» **EXERCISE DIRECTIONS**
Please keep to the lines below from the one with "Reviewer check: every instance of the photograph" through the one with "Query: photograph on banner", and restate them word for word, ends included.

» **DATA RECORDS**
###
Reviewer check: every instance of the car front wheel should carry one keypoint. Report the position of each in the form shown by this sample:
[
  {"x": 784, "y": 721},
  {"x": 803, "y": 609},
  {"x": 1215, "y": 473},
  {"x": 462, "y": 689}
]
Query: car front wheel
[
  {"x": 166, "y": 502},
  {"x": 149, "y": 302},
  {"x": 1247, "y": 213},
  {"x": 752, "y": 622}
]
###
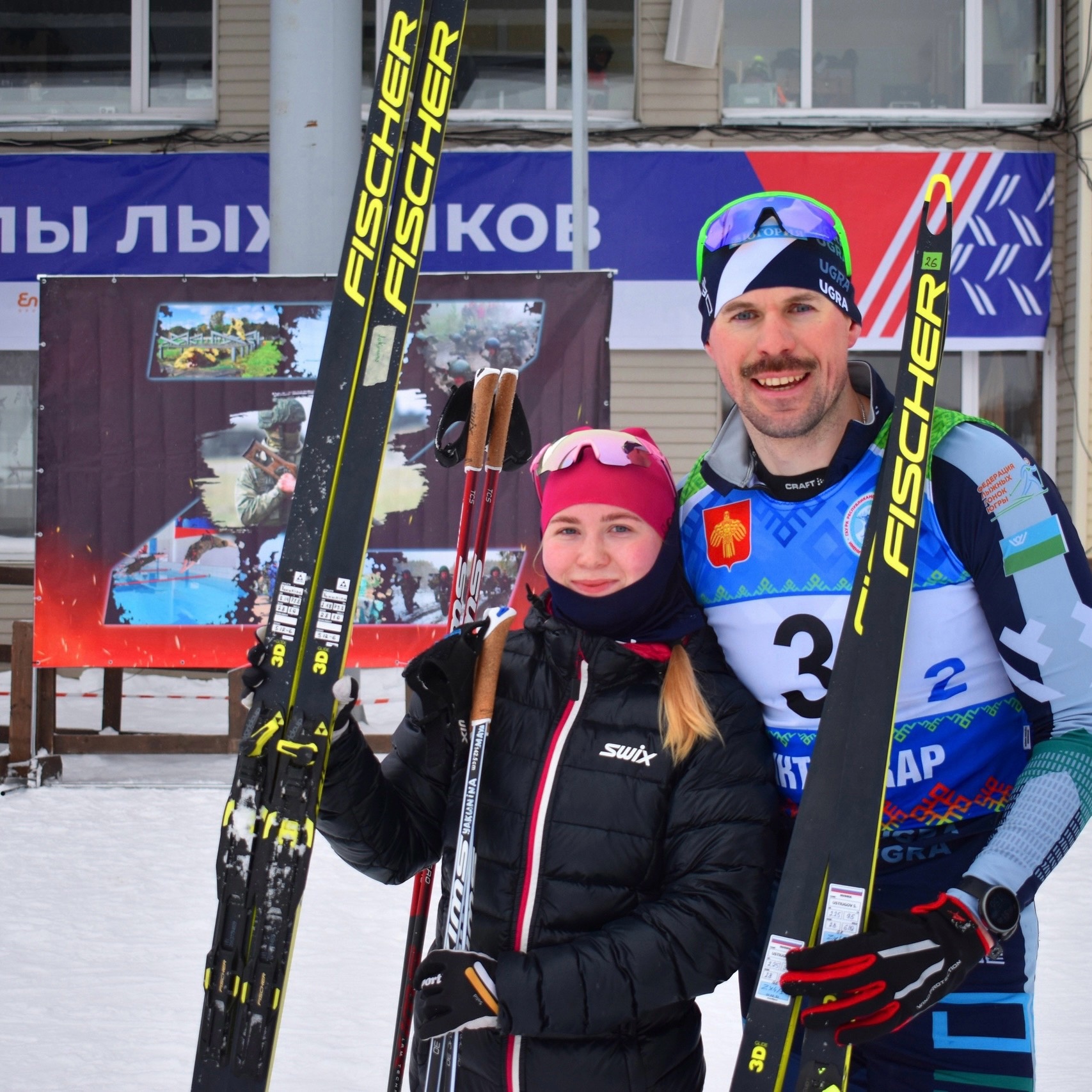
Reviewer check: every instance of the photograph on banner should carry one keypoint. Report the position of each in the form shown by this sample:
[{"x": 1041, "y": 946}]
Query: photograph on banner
###
» **ANSWER FOR THIS EXERCISE**
Reviewer check: every instance of the photograph on banner should carry one keypoint. Report the position of each in the form shown by this sample:
[{"x": 1041, "y": 946}]
Query: photograph on banner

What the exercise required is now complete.